Region pointing data:
______________________________
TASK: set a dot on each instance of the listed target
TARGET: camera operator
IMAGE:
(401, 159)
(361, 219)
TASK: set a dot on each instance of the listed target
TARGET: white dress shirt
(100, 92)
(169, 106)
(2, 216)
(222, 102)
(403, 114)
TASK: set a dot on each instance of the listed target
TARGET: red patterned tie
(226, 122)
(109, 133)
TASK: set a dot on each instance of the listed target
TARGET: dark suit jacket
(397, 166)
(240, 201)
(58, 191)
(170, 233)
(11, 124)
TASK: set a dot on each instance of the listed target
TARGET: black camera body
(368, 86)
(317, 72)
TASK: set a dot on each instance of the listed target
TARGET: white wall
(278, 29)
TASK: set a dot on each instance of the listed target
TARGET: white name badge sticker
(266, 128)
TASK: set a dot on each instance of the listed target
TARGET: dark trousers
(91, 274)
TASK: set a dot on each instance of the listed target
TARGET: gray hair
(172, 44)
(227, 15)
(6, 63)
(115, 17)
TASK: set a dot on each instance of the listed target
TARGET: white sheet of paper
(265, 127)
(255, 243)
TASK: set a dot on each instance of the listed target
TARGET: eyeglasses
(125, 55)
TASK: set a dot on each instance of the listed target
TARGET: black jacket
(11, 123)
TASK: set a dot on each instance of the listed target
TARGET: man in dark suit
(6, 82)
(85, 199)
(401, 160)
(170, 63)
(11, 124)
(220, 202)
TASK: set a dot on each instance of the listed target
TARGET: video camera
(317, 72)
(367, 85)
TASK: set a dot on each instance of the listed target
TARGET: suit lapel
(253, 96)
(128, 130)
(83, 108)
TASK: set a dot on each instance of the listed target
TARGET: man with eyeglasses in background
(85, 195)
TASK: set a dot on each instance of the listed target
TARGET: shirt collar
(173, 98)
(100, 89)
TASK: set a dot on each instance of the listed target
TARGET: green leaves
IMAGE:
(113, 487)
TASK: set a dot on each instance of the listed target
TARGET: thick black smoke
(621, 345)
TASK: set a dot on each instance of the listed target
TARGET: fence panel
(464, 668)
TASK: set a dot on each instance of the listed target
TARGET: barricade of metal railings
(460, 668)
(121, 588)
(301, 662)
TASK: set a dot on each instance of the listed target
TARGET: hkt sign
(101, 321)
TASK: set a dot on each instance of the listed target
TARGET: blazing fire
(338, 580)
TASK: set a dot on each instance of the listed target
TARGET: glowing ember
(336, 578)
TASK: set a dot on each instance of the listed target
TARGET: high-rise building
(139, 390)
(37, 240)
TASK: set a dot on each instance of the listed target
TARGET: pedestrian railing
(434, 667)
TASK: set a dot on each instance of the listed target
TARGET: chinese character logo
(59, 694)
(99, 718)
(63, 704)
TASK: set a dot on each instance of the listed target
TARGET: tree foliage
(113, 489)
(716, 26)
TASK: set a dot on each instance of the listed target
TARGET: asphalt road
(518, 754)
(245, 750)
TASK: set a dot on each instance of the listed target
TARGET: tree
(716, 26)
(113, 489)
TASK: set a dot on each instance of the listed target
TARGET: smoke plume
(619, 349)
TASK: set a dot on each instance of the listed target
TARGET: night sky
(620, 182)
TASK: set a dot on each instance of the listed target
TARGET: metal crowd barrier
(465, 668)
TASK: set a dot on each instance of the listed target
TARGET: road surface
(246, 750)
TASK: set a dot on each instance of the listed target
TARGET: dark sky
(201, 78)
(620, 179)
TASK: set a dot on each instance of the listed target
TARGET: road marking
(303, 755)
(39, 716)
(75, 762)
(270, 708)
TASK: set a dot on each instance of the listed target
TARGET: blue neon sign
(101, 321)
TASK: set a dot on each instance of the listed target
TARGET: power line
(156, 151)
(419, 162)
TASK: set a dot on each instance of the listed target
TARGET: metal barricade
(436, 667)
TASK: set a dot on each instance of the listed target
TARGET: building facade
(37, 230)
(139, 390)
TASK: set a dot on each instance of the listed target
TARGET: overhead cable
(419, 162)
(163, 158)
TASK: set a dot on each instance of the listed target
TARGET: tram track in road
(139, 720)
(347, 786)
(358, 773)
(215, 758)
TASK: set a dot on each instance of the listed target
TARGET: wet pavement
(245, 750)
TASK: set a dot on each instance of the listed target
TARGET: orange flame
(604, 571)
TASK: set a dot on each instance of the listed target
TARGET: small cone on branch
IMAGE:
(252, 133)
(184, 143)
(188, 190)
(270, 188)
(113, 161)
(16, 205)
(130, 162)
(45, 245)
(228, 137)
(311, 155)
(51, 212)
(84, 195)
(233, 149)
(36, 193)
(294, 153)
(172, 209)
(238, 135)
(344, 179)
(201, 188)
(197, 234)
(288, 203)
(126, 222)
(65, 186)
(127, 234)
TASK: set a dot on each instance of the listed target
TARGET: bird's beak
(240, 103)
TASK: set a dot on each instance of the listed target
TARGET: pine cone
______________________________
▶ TASK PROMPT:
From the data above, pick out each line containing "cone" and copy it.

▶ COMPLETED TASK:
TARGET: small cone on branch
TARGET: pine cone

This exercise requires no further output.